**Directions:**
Each record below should be repeated precisely as written.

(Point-based annotation data)
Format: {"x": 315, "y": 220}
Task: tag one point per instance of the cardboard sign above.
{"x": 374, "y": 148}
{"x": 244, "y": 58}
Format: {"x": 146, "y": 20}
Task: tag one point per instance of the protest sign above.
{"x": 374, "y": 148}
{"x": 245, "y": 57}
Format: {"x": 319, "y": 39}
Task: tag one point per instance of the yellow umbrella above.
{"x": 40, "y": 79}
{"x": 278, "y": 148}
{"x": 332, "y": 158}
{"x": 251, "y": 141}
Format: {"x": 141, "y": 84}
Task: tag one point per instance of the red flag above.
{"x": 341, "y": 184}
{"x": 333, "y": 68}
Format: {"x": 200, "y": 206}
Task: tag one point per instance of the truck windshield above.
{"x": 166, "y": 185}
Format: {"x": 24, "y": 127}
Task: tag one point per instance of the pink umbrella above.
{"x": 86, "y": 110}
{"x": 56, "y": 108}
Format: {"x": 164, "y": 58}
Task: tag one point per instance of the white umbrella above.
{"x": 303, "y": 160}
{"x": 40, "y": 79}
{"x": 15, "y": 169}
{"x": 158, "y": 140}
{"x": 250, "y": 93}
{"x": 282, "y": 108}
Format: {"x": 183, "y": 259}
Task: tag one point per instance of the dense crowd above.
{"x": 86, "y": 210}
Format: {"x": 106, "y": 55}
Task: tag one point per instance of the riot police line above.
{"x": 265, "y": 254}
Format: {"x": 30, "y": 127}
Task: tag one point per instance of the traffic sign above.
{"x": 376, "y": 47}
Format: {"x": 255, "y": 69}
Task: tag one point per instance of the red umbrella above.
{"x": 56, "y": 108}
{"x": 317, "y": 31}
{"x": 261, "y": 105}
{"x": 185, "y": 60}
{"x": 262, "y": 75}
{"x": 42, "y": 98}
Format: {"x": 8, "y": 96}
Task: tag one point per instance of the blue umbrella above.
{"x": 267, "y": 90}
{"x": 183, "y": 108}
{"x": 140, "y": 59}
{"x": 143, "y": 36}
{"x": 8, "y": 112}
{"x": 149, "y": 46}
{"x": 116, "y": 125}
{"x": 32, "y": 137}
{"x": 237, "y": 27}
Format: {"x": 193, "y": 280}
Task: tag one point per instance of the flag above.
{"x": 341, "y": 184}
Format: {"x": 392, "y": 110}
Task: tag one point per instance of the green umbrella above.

**Written solution:**
Format: {"x": 315, "y": 220}
Task: tag one point per instance of the cardboard sign above.
{"x": 374, "y": 148}
{"x": 244, "y": 58}
Format: {"x": 146, "y": 20}
Task: tag one point per instance of the protest sign above.
{"x": 374, "y": 148}
{"x": 245, "y": 57}
Format: {"x": 319, "y": 39}
Task: tag one point per instance of the yellow umbrella above.
{"x": 40, "y": 79}
{"x": 278, "y": 148}
{"x": 332, "y": 158}
{"x": 251, "y": 141}
Format: {"x": 141, "y": 84}
Task: tag one point per instance of the red flag above.
{"x": 341, "y": 184}
{"x": 333, "y": 68}
Format: {"x": 200, "y": 206}
Task: tag one point per instance of the truck windshield above.
{"x": 166, "y": 185}
Format: {"x": 24, "y": 127}
Task: tag one point per instance of the pink umbrella above.
{"x": 86, "y": 110}
{"x": 56, "y": 108}
Format: {"x": 164, "y": 58}
Task: tag one point per instance of the white umbrella above.
{"x": 303, "y": 160}
{"x": 40, "y": 79}
{"x": 15, "y": 169}
{"x": 158, "y": 140}
{"x": 250, "y": 93}
{"x": 282, "y": 108}
Format: {"x": 183, "y": 259}
Task: tag one point per instance of the dense crowd above.
{"x": 86, "y": 210}
Format: {"x": 106, "y": 55}
Task: tag one point per instance of the riot police line above.
{"x": 265, "y": 254}
Format: {"x": 30, "y": 127}
Task: tag one point per instance of the traffic sign above.
{"x": 376, "y": 47}
Format: {"x": 255, "y": 69}
Task: tag one point per instance of the red umbrella above.
{"x": 56, "y": 108}
{"x": 317, "y": 31}
{"x": 261, "y": 105}
{"x": 185, "y": 60}
{"x": 262, "y": 75}
{"x": 42, "y": 98}
Format: {"x": 8, "y": 96}
Task: tag one point per instance of the blue umbrella above.
{"x": 267, "y": 90}
{"x": 183, "y": 108}
{"x": 140, "y": 59}
{"x": 143, "y": 36}
{"x": 8, "y": 112}
{"x": 149, "y": 46}
{"x": 116, "y": 125}
{"x": 32, "y": 137}
{"x": 237, "y": 27}
Format: {"x": 193, "y": 280}
Task: tag one point per instance of the flag above.
{"x": 341, "y": 184}
Format: {"x": 392, "y": 110}
Task: tag one point per instance of the green umbrella above.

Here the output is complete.